Without omitting anything, retype the data that follows.

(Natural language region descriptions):

╔══

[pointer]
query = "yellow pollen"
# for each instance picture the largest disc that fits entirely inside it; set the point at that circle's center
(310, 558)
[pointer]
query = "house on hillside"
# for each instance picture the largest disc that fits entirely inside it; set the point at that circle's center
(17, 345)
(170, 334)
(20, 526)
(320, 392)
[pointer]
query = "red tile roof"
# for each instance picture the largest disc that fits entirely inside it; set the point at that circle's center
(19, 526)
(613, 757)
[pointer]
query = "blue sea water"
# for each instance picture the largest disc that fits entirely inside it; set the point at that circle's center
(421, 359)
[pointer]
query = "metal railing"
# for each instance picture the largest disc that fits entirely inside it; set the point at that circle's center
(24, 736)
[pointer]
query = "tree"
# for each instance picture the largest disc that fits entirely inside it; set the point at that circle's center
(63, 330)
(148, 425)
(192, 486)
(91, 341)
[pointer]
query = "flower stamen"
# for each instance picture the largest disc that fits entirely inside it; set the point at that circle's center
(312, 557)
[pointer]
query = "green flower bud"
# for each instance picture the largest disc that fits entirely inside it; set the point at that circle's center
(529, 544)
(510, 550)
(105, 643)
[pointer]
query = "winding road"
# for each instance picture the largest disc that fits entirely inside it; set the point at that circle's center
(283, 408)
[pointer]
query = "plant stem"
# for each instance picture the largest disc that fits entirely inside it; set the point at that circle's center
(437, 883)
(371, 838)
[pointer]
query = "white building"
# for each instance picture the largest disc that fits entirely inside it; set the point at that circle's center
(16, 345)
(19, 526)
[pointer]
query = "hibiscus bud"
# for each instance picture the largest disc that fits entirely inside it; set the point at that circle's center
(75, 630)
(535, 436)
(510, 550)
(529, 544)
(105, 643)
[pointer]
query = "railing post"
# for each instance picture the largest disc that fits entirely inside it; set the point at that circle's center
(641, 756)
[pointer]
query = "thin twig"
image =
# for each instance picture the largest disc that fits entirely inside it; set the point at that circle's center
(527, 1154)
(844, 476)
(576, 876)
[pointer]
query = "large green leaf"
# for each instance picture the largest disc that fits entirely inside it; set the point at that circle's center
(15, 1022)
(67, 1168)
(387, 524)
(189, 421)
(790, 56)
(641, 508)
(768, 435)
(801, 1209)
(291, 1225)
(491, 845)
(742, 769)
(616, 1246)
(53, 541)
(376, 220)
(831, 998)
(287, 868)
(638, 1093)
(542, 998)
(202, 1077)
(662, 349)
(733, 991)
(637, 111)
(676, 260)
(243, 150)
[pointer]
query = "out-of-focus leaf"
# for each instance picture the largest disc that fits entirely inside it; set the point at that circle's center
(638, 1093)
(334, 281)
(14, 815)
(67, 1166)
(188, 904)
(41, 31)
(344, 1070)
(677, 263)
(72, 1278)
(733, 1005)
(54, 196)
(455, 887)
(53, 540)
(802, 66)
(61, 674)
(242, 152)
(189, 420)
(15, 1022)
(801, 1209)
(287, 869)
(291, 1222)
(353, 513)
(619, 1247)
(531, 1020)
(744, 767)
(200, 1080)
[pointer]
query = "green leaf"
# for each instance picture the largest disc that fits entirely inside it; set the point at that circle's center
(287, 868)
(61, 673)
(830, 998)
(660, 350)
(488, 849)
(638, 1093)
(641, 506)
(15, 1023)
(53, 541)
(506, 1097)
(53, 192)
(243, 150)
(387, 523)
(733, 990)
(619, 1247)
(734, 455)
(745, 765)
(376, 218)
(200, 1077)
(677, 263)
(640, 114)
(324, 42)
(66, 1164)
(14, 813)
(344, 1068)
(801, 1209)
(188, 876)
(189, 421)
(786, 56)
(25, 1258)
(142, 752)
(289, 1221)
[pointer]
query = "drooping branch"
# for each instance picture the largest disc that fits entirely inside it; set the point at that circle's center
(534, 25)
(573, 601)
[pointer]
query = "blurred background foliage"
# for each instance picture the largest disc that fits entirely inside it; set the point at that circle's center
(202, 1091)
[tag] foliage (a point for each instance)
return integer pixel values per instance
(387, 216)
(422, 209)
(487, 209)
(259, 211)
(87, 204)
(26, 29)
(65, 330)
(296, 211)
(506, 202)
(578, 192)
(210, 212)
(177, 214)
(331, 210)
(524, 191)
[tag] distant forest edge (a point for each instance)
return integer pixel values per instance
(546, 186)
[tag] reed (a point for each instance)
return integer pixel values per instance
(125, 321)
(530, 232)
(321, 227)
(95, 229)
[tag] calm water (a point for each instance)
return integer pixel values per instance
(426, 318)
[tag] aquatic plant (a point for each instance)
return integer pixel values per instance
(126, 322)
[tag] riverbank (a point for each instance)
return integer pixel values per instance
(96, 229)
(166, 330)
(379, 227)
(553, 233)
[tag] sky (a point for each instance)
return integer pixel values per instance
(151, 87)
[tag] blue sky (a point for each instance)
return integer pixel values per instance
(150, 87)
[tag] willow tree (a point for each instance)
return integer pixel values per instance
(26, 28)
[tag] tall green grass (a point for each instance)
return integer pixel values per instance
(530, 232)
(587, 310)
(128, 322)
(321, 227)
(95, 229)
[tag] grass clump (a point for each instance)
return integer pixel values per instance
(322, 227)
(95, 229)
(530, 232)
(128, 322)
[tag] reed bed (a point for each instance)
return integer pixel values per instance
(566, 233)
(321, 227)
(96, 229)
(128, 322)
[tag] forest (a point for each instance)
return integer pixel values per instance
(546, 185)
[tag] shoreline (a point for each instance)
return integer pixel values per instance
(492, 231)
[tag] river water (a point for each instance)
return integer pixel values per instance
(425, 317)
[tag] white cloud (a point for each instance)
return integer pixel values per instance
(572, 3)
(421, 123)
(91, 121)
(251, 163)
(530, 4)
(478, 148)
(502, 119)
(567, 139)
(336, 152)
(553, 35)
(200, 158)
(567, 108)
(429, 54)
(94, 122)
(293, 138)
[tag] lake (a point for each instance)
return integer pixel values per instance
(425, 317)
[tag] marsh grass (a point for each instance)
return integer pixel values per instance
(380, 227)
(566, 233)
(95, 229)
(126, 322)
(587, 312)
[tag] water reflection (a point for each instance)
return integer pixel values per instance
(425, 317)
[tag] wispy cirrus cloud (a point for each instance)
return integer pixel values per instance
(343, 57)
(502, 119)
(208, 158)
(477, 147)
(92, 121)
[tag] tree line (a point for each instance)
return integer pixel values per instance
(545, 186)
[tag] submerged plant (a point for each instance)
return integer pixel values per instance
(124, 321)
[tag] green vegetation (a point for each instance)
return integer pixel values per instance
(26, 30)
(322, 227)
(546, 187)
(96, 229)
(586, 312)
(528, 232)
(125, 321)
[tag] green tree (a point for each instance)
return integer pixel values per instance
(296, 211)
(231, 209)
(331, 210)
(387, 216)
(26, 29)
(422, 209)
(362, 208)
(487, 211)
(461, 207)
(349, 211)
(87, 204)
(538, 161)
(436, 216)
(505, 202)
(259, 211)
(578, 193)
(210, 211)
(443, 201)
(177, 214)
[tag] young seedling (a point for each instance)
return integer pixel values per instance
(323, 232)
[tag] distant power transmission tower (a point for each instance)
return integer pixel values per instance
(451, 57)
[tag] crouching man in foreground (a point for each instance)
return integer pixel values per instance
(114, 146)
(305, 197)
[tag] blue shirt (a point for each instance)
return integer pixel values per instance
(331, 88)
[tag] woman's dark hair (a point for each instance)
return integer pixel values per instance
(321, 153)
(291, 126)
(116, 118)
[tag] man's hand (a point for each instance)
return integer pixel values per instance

╚══

(RESPONSE AREA):
[pointer]
query = "yellow pollen"
# for each instance picture the largest disc that fits entirely inside it; set the point at that circle's center
(310, 558)
[pointer]
query = "house on hillside"
# for each instance picture the largest disc that fits entirely inside it; set the point at that circle's center
(17, 345)
(170, 334)
(20, 526)
(320, 392)
[pointer]
query = "red tile roof"
# for each instance picture the largest disc that fits entirely inside it; set the point at that circle's center
(19, 526)
(613, 757)
[pointer]
query = "blue sea water"
# for each instance picture the largest disc that fits entirely inside it; set the point at that circle's center
(421, 359)
[pointer]
query = "metal railing"
# for each instance picture the largest disc that fits entirely inside it; set the point at that circle's center
(24, 736)
[pointer]
query = "tree"
# for each instance picture the largest disc that fits entirely inside it; set the point at that circle's center
(63, 330)
(148, 425)
(192, 486)
(91, 341)
[pointer]
query = "flower stamen"
# for each instance picture the largest disc that fits entirely inside it; set the point at that circle's center
(312, 557)
[pointer]
query = "green flower bud"
# for each instance picture the largest disc that fits entirely inside it; set the point at that circle's center
(529, 544)
(510, 550)
(105, 643)
[pointer]
query = "winding road"
# for each instance picture the largest disc that fits entirely inside it; set the point at that circle's center
(283, 408)
[pointer]
query = "plant stem"
# for each instance picture the largest disc that fits entirely inside it; set the point at that circle's center
(437, 883)
(371, 838)
[pointer]
query = "white building"
# for each instance picture the largest disc that fits entirely inside it; set the point at that circle's center
(16, 345)
(19, 526)
[pointer]
query = "hibiscus bud"
# for each instance picture the largest disc that fits entirely inside it; set the point at that circle's center
(75, 630)
(535, 436)
(510, 550)
(529, 544)
(105, 643)
[pointer]
query = "railing post"
# for each instance picture the largest disc that fits entirely inside it; set the point at that circle's center
(641, 756)
[pointer]
query = "thin twig"
image =
# for each instance picture the largest disc that fits entirely inside it; set the point at that circle's center
(527, 1154)
(844, 476)
(576, 876)
[pointer]
query = "large green leaf"
# for each instance picture the largest disc that fits entirely inside it; set the point at that circle's center
(15, 1022)
(67, 1168)
(387, 524)
(189, 421)
(790, 56)
(641, 508)
(768, 435)
(801, 1209)
(291, 1225)
(491, 845)
(742, 769)
(616, 1246)
(53, 541)
(376, 220)
(831, 998)
(287, 868)
(638, 1093)
(542, 998)
(202, 1077)
(662, 349)
(733, 991)
(637, 111)
(676, 260)
(243, 150)
[pointer]
query = "out-of-focus leaf"
# for each instance picture the largest disc that fits entirely inside it; set the point at that circle's center
(638, 1093)
(334, 281)
(14, 815)
(67, 1166)
(188, 904)
(41, 31)
(344, 1070)
(677, 263)
(72, 1278)
(733, 1005)
(54, 196)
(455, 887)
(53, 540)
(802, 66)
(61, 674)
(242, 152)
(189, 420)
(15, 1022)
(801, 1209)
(287, 869)
(291, 1222)
(353, 513)
(619, 1247)
(531, 1020)
(744, 767)
(200, 1080)
[pointer]
query = "green leaf"
# for each instance picture the largest disc that fits entirely inside it; set the point at that circle's center
(287, 868)
(61, 673)
(830, 998)
(660, 350)
(488, 849)
(638, 1093)
(641, 506)
(15, 1023)
(53, 541)
(506, 1097)
(53, 192)
(243, 150)
(387, 523)
(733, 990)
(619, 1247)
(734, 455)
(745, 765)
(376, 218)
(200, 1077)
(677, 263)
(640, 114)
(324, 42)
(66, 1164)
(14, 813)
(344, 1068)
(801, 1209)
(188, 876)
(189, 421)
(786, 56)
(25, 1258)
(142, 752)
(289, 1221)
[pointer]
query = "drooping branch"
# for each instance picture the largest disc that fits entirely inside it; set the point at that circle's center
(534, 25)
(573, 601)
[pointer]
query = "blurred background foliage"
# for each instance picture the largest disc that fits entirely inside it; set the point at that circle's center
(202, 1091)
[tag] foliage (a point for each instance)
return integer pixel values per instance
(387, 216)
(422, 209)
(487, 209)
(259, 211)
(87, 204)
(26, 29)
(65, 330)
(296, 211)
(506, 202)
(578, 192)
(210, 212)
(177, 214)
(331, 210)
(524, 191)
[tag] distant forest edge (a point for each instance)
return integer pixel values per instance
(546, 186)
[tag] reed (a point for each instance)
return integer pixel values per instance
(125, 321)
(530, 232)
(321, 227)
(95, 229)
[tag] calm water (a point for each instance)
return integer pixel values per instance
(426, 318)
[tag] aquatic plant (a point for each instance)
return integer pixel values per instance
(126, 322)
[tag] riverbank (a point for each instance)
return integer pixel values per instance
(96, 229)
(166, 330)
(379, 227)
(553, 233)
[tag] sky (a point for each instance)
return integer pixel values per instance
(151, 87)
[tag] blue sky (a point for each instance)
return integer pixel values per instance
(150, 87)
[tag] willow tree (a point for each instance)
return integer pixel values per instance
(26, 28)
[tag] tall green grass (a point for each instance)
return integer pixel values per instance
(530, 232)
(587, 310)
(128, 322)
(321, 227)
(95, 229)
[tag] grass clump (a point for each instance)
return integer pixel values per instance
(322, 227)
(95, 229)
(530, 232)
(128, 322)
[tag] reed bed (a point for each instance)
return integer pixel values per instance
(566, 233)
(321, 227)
(96, 229)
(128, 322)
[tag] forest (a point for each instance)
return integer pixel values per instance
(546, 185)
[tag] shoreline (a point for each instance)
return integer pixel values per instance
(492, 231)
[tag] river water (a point for each instance)
return integer pixel values per instance
(425, 317)
[tag] white cloud (a point for each instance)
return integer pixel values per instance
(572, 3)
(421, 123)
(91, 121)
(251, 163)
(530, 4)
(478, 148)
(502, 119)
(567, 139)
(336, 152)
(553, 35)
(200, 158)
(567, 108)
(429, 54)
(94, 122)
(293, 138)
[tag] lake (a point for each instance)
return integer pixel values per instance
(425, 317)
[tag] marsh grass (a point for each instance)
return integer pixel values per instance
(380, 227)
(566, 233)
(95, 229)
(126, 322)
(587, 312)
[tag] water reflection (a point for each instance)
return integer pixel values per instance
(425, 317)
[tag] wispy cirrus cloud (a point for each instance)
return integer pixel values per instance
(343, 57)
(502, 119)
(208, 158)
(477, 147)
(92, 121)
[tag] tree line (a point for each instance)
return integer pixel values per instance
(545, 186)
[tag] submerged plant (a point for each instance)
return integer pixel values per instance
(124, 321)
[tag] green vegetation (a point for each instance)
return integer pixel values per instance
(26, 30)
(322, 227)
(546, 187)
(96, 229)
(586, 312)
(528, 232)
(125, 321)
[tag] green tree (a point for each instance)
return integer pixel values per instance
(296, 211)
(231, 209)
(331, 210)
(387, 216)
(26, 29)
(422, 209)
(362, 208)
(487, 211)
(461, 207)
(349, 211)
(87, 204)
(538, 161)
(436, 216)
(505, 202)
(259, 211)
(578, 193)
(210, 211)
(443, 201)
(177, 214)
[tag] young seedling (a point for each instance)
return integer pixel values per instance
(323, 232)
[tag] distant power transmission tower (a point for each instance)
return integer pixel values per instance
(451, 57)
[tag] crouching man in foreground (a point for each instance)
return integer pixel values per instance
(114, 146)
(305, 197)
[tag] blue shirt (a point for each instance)
return integer pixel values per instance
(331, 88)
[tag] woman's dark hair (a point for each instance)
return integer pixel values per instance
(321, 153)
(291, 126)
(116, 118)
[tag] man's hand (a point for each instance)
return integer pixel values per instance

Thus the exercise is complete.